ISTRUZIONI E REQUISITI: Riscrivi parola per parola tutto il brano qui sotto su Dühring e Marx, senza cambiare nulla.

TESTO MOSTRATO:

==*==

Questa sua conoscenza del noto pregiudizio filosofico permette tuttavia a Dühring di predire con sicurezza quale sarà la "fine" di questo filosofare di Marx sull'economia, e quindi quale sarà il contenuto dei volumi seguenti del "Capitale", e ciò appena sette righe dopo aver dichiarato che "tutt'ora non si può realmente prevedere che cosa, parlando in termini schietti e chiari, propriamente debba ancora seguire nei due" (ultimi) "volumi" [59].

 

Non è questa comunque la prima volta che gli scritti di Dühring ci appaiono appartenenti a quelle "cose" nelle quali "la contraddizione si può cogliere obiettivamente e, per così dire, toccare con mano". Ciò che non gli impedisce di andare avanti vittoriosamente:

 

"Pure, la sana logica presumibilmente trionferà della sua caricatura (...) Queste grandi arie e questa misteriosa robaccia dialettica non darà a nessuno, che abbia ancora un po' di giudizio, la tentazione di occuparsi di (...) queste deformità di pensiero e di stile, con la morte degli ultimi avanzi di queste follie dialettiche, questo mezzo per turlupinare (...) perderà la sua influenza ingannatrice e nessuno crederà più di doversi tormentare per inseguire una saggezza nella quale il nocciolo di queste cose arruffate, una volta messo a nudo, mostra, nel migliore dei casi, i tratti di teorie ovvie, se non di luoghi comuni (...) È assolutamente impossibile riprodurre gli aggrovigliamenti" (marxiani) "conformatisi alla dottrina del logos, senza prostituire la sana logica".

==*==

DATI ESTRATTI:
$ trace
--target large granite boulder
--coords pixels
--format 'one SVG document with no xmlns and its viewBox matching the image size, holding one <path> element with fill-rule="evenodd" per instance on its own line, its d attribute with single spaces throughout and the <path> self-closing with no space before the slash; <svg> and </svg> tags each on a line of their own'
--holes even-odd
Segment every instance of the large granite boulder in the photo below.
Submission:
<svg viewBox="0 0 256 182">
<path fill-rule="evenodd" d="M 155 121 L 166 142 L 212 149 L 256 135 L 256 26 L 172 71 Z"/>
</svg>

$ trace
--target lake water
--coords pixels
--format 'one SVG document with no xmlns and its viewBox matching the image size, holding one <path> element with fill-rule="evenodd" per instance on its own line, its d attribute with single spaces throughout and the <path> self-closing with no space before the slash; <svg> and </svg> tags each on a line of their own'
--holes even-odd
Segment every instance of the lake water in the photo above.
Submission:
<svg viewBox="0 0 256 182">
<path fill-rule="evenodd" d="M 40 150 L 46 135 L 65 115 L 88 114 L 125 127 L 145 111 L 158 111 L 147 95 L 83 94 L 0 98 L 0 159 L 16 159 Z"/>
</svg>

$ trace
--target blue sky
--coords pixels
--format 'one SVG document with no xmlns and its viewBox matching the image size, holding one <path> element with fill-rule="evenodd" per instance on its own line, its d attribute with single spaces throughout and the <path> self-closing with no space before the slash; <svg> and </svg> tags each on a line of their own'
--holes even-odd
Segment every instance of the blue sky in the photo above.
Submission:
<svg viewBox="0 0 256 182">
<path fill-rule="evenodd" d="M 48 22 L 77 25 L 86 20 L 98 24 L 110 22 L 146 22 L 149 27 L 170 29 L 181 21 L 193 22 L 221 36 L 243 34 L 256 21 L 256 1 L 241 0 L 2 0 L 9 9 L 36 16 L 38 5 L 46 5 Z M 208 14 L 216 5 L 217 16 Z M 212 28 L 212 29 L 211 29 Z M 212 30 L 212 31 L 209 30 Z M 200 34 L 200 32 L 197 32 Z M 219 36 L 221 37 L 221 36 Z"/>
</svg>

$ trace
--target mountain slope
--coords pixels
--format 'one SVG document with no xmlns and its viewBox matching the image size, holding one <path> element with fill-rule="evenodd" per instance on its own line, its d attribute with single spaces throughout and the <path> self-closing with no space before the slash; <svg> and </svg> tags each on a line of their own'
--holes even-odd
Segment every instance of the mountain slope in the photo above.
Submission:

==*==

RISULTATO DELL'ESERCIZIO:
Questa sua conoscenza del noto pregiudizio filosofico permette tuttavia a Dühring di predire con sicurezza quale sarà la "fine" di questo filosofare di Marx sull'economia, e quindi quale sarà il contenuto dei volumi seguenti del "Capitale", e ciò appena sette righe dopo aver dichiarato che "tutt'ora non si può realmente prevedere che cosa, parlando in termini schietti e chiari, propriamente debba ancora seguire nei due" (ultimi) "volumi" [59].

 

Non è questa comunque la prima volta che gli scritti di Dühring ci appaiono appartenenti a quelle "cose" nelle quali "la contraddizione si può cogliere obiettivamente e, per così dire, toccare con mano". Ciò che non gli impedisce di andare avanti vittoriosamente:

 

"Pure, la sana logica presumibilmente trionferà della sua caricatura (...) Queste grandi arie e questa misteriosa robaccia dialettica non darà a nessuno, che abbia ancora un po' di giudizio, la tentazione di occuparsi di (...) queste deformità di pensiero e di stile, con la morte degli ultimi avanzi di queste follie dialettiche, questo mezzo per turlupinare (...) perderà la sua influenza ingannatrice e nessuno crederà più di doversi tormentare per inseguire una saggezza nella quale il nocciolo di queste cose arruffate, una volta messo a nudo, mostra, nel migliore dei casi, i tratti di teorie ovvie, se non di luoghi comuni (...) È assolutamente impossibile riprodurre gli aggrovigliamenti" (marxiani) "conformatisi alla dottrina del logos, senza prostituire la sana logica".